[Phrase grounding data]
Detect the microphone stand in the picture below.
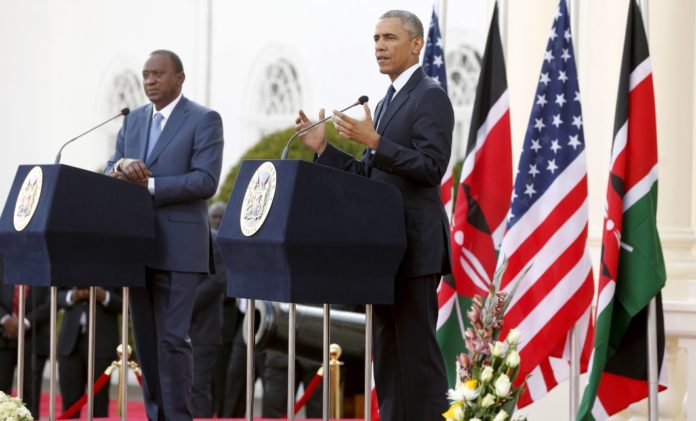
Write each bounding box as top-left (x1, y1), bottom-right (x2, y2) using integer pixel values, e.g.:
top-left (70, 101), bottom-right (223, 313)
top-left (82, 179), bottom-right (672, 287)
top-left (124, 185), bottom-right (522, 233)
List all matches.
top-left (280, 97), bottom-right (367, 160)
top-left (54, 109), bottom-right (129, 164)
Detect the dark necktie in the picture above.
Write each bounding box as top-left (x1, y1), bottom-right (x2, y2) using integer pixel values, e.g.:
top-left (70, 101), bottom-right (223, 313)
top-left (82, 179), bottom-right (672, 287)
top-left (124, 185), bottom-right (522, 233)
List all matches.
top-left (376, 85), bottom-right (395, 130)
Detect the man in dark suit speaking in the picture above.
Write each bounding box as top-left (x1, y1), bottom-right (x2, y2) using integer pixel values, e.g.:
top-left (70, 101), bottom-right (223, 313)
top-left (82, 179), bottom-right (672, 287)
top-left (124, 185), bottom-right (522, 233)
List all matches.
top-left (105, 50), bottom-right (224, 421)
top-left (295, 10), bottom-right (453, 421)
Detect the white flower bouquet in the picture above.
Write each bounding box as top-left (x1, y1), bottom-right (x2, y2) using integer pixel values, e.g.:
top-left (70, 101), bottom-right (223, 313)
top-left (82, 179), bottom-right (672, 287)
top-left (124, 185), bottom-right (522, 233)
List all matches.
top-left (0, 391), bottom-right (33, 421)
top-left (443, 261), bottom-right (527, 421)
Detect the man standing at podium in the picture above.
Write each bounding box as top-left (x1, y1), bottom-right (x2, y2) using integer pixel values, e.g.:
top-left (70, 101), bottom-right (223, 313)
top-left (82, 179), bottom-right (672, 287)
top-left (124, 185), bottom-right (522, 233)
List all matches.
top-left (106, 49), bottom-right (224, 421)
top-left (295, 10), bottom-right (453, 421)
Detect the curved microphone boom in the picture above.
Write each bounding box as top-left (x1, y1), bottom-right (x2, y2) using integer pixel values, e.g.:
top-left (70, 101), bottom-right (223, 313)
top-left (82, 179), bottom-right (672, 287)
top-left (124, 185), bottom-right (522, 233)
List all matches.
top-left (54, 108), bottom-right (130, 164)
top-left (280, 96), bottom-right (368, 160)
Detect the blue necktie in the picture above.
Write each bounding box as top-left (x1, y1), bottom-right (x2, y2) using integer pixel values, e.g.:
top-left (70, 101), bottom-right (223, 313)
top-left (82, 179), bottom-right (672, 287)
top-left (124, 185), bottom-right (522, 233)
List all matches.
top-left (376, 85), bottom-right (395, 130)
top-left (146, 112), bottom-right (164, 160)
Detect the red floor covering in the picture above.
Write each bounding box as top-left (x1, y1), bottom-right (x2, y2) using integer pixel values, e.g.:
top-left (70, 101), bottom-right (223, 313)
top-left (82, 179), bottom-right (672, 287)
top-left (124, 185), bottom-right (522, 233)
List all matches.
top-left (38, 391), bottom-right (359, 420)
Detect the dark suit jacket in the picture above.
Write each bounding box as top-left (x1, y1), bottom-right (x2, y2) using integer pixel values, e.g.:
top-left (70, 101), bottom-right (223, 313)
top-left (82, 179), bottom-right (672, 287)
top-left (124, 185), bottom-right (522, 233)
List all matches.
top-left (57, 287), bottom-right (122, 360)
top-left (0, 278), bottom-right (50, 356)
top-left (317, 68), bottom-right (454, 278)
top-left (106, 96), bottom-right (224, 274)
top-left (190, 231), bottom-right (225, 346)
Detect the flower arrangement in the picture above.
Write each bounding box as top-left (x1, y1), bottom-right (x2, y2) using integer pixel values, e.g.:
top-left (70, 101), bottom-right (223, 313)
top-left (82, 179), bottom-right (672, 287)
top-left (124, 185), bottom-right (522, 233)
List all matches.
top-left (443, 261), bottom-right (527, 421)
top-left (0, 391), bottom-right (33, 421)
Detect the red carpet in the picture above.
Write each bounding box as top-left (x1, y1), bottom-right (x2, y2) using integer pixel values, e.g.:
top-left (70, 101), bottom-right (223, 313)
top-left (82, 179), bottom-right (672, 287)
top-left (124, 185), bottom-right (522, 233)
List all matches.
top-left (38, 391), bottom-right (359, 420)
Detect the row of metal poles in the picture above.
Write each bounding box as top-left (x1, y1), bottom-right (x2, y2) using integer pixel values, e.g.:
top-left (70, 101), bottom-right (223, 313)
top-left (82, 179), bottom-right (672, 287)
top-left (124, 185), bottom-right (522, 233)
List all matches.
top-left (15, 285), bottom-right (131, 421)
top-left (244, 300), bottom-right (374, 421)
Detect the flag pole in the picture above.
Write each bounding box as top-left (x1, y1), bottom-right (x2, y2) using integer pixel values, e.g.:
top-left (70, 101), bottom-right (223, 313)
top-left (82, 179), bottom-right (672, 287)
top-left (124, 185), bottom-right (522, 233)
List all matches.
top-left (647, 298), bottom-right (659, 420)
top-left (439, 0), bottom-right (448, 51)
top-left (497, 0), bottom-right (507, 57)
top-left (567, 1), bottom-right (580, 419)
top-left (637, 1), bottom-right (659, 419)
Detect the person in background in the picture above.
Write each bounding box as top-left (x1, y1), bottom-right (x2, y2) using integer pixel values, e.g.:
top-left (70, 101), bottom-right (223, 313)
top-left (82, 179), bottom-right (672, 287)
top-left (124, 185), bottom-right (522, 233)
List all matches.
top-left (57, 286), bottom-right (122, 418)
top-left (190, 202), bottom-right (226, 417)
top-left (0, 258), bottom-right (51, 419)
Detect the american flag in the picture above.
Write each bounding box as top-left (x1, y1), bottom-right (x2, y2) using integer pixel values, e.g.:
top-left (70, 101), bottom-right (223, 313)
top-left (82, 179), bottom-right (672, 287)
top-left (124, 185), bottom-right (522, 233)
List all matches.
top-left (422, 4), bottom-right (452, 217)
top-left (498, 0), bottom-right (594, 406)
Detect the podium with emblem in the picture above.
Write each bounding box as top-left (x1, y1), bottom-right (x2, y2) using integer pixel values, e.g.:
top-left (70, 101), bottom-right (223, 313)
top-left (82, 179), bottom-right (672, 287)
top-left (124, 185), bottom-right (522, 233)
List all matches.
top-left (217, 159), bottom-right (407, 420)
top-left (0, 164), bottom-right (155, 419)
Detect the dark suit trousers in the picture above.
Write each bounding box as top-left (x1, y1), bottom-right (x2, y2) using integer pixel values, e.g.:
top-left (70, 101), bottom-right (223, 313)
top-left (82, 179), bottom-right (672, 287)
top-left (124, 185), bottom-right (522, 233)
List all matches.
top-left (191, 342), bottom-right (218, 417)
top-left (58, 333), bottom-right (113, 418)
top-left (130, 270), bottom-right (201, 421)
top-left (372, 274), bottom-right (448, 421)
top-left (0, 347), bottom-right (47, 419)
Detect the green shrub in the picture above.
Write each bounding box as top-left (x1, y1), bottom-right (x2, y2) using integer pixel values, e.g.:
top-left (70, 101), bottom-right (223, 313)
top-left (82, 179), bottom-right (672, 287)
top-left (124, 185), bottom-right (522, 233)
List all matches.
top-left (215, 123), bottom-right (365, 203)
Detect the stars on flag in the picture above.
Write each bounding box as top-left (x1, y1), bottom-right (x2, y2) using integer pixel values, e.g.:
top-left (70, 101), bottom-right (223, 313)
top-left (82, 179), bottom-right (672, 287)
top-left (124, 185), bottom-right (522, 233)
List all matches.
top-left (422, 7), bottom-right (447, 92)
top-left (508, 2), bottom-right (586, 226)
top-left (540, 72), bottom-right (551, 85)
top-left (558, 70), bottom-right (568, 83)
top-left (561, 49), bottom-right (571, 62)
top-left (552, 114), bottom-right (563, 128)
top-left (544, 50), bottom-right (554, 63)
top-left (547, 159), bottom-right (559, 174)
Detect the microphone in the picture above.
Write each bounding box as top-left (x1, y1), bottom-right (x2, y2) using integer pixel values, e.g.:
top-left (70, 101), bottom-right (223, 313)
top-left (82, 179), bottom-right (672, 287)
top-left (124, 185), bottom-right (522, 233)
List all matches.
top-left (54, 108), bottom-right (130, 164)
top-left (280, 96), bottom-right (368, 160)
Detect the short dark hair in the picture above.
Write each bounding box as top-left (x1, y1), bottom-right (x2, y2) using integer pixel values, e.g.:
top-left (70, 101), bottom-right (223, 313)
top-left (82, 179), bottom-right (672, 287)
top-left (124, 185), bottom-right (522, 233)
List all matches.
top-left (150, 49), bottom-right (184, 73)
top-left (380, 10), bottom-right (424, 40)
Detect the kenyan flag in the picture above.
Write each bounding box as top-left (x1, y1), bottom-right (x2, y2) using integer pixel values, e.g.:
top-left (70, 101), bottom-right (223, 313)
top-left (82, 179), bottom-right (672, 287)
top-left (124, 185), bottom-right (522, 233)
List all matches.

▶ Exercise instructions
Write out only those lines of the entries that lie between the line containing "Detect the stars" and the last line, inclusive, reproducing them exactly.

▶ Expected answer
Detect the stars on flag in the picture above.
Write each bounding box as top-left (x1, y1), bottom-right (x2, y2) using integer pixel values, e.g.:
top-left (70, 101), bottom-right (223, 313)
top-left (82, 179), bottom-right (672, 287)
top-left (124, 185), bottom-right (522, 233)
List all matches.
top-left (422, 7), bottom-right (447, 92)
top-left (508, 2), bottom-right (586, 226)
top-left (540, 72), bottom-right (551, 85)
top-left (558, 70), bottom-right (568, 83)
top-left (561, 49), bottom-right (571, 62)
top-left (552, 114), bottom-right (563, 128)
top-left (544, 50), bottom-right (554, 63)
top-left (547, 159), bottom-right (559, 174)
Detect the microphone in the picture above.
Write each bounding box as top-left (x1, y1), bottom-right (x2, y2) using integer pixel values, e.g.:
top-left (70, 101), bottom-right (223, 313)
top-left (82, 179), bottom-right (672, 287)
top-left (124, 185), bottom-right (522, 233)
List all matches.
top-left (54, 108), bottom-right (130, 164)
top-left (280, 96), bottom-right (368, 160)
Detect the short dark hair in the picture above.
Write each bounding box as top-left (x1, y1), bottom-right (x2, y2) using integer pixel values, e.g.:
top-left (70, 101), bottom-right (223, 313)
top-left (82, 179), bottom-right (672, 287)
top-left (124, 185), bottom-right (522, 233)
List all matches.
top-left (150, 49), bottom-right (184, 73)
top-left (380, 10), bottom-right (424, 40)
Detect the kenyan flag in the picture above.
Write each bounding box as top-left (x1, y1), bottom-right (x2, y2) using integer pixel values, e.g.:
top-left (70, 101), bottom-right (223, 313)
top-left (82, 179), bottom-right (672, 287)
top-left (124, 185), bottom-right (522, 233)
List all matches.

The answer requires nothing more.